-- Begin --
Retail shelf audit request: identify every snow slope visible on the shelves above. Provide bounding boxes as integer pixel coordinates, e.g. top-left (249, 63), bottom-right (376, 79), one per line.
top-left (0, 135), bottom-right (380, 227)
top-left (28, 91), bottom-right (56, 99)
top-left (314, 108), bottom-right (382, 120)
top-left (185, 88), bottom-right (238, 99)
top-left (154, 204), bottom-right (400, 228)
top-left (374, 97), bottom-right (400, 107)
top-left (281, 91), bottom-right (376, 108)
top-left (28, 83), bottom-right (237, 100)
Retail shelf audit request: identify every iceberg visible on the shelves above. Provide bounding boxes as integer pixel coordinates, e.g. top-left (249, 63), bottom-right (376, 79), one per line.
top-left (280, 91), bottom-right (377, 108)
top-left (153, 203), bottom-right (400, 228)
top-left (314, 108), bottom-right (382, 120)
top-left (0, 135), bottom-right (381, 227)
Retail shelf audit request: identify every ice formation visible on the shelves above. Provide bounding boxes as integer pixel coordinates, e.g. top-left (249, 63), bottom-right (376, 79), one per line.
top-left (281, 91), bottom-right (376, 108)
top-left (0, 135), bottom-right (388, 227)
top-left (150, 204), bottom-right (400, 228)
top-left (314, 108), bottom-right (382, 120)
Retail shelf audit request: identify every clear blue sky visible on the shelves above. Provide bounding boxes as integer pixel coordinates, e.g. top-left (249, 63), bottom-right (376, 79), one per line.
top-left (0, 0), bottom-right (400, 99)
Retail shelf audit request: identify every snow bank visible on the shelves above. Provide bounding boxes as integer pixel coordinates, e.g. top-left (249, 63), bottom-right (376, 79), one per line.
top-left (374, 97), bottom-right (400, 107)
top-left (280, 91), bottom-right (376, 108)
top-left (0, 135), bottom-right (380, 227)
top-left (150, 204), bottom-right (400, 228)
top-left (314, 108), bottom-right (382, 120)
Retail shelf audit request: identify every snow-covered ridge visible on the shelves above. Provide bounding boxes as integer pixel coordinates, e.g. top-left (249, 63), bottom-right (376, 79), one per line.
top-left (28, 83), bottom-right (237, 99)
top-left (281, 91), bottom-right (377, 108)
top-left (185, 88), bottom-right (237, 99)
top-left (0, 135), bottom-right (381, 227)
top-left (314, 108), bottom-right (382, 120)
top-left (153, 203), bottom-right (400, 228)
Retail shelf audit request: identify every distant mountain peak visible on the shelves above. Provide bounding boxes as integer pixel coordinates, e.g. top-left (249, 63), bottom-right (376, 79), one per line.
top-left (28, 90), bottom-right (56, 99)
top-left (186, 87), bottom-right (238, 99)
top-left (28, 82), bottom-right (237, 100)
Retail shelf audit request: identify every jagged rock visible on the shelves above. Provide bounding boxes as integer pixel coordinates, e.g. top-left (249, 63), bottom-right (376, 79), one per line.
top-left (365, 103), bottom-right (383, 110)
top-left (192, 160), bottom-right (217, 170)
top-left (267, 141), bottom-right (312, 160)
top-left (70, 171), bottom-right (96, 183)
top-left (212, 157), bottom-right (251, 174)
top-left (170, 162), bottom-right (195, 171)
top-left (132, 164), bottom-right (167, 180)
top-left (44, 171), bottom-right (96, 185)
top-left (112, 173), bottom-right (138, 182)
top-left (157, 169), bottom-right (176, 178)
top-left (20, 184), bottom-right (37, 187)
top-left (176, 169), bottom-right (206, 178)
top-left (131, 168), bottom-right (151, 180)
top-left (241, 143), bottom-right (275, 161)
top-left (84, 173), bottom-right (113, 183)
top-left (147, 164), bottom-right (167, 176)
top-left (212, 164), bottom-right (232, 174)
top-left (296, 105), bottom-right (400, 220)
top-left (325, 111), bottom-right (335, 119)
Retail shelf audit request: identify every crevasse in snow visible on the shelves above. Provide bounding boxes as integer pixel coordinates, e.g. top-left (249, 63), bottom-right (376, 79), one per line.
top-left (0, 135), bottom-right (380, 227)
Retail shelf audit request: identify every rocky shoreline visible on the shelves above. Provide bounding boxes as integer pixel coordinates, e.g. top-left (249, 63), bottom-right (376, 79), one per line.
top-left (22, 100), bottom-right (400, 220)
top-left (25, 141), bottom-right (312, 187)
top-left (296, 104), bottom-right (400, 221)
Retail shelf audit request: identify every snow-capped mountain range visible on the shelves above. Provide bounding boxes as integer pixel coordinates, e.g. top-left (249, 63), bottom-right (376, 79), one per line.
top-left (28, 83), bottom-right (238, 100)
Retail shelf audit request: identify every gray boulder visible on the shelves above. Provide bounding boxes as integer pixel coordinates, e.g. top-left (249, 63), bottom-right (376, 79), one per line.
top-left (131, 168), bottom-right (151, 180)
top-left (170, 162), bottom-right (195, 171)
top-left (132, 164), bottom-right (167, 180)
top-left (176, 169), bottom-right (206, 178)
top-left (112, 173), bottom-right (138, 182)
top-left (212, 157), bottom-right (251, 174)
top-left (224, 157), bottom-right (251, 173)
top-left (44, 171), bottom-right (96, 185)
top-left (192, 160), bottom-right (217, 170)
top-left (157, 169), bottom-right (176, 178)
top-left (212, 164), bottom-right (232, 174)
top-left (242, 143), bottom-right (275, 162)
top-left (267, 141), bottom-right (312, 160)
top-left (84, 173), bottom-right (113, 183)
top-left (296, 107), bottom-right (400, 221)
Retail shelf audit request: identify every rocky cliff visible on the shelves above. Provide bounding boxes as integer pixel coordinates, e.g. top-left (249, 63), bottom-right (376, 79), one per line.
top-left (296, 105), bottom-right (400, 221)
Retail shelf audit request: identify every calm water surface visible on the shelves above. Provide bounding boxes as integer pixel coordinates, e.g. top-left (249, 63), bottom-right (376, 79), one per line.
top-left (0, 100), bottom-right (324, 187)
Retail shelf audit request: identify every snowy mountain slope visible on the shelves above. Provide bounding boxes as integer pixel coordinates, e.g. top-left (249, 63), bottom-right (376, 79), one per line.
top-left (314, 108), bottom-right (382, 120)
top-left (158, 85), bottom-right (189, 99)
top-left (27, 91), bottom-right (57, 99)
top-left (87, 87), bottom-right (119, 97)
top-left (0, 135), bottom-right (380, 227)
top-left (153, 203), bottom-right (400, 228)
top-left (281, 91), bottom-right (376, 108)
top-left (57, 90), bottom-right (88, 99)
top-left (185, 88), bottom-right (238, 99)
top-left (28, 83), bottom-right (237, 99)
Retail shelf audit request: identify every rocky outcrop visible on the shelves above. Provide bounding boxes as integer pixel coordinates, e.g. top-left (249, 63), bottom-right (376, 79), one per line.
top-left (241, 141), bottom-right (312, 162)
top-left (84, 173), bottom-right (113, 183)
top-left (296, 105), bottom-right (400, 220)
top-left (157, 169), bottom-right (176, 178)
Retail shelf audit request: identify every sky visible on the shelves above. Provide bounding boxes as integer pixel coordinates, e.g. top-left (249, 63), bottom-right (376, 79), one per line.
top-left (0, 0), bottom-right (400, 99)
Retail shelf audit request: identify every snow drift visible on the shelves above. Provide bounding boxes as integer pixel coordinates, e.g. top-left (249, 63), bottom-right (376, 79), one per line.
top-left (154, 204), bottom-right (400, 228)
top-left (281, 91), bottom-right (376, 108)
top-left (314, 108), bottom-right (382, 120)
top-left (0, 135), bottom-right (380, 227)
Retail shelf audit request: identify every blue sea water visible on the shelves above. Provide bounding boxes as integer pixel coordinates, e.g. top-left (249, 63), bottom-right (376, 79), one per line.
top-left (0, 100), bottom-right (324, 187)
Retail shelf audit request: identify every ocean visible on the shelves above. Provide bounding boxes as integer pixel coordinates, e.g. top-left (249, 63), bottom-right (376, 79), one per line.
-- End --
Work to be completed:
Rewrite the records starting with the line that contains "Retail shelf audit request: identify every rocky shoreline" and going on through the line that contains "top-left (28, 83), bottom-right (238, 100)", swapping "integer" for "whole-number" and leaving everything else unchanged. Give only those lines.

Task answer:
Retail shelf audit request: identify every rocky shoreline visible on the shelves above. Provide bounding boxes as whole-number pixel coordinates, e.g. top-left (249, 63), bottom-right (376, 79), one per line.
top-left (22, 100), bottom-right (400, 220)
top-left (25, 141), bottom-right (312, 187)
top-left (296, 104), bottom-right (400, 221)
Retail shelf audit request: identify every snow-capped mountain range visible on the shelves above. Provide bounding boxes as whole-number pixel coordinates, e.g. top-left (249, 63), bottom-right (376, 79), one per line.
top-left (28, 83), bottom-right (238, 100)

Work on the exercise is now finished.